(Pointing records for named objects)
###

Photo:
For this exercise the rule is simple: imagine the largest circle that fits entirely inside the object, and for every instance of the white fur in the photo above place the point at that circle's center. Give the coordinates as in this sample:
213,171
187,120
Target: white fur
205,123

###

▶ [EXERCISE]: Reproduce all of the records above line by line, keeping every character unchanged.

▶ [ANSWER TO THE EXERCISE]:
Photo:
For this exercise the rule is simple: imagine the largest circle that fits entirely inside the object, and for every instance of the white fur in the photo above place the point at that circle's center. Give the coordinates as in this sample:
213,171
187,120
Target: white fur
205,123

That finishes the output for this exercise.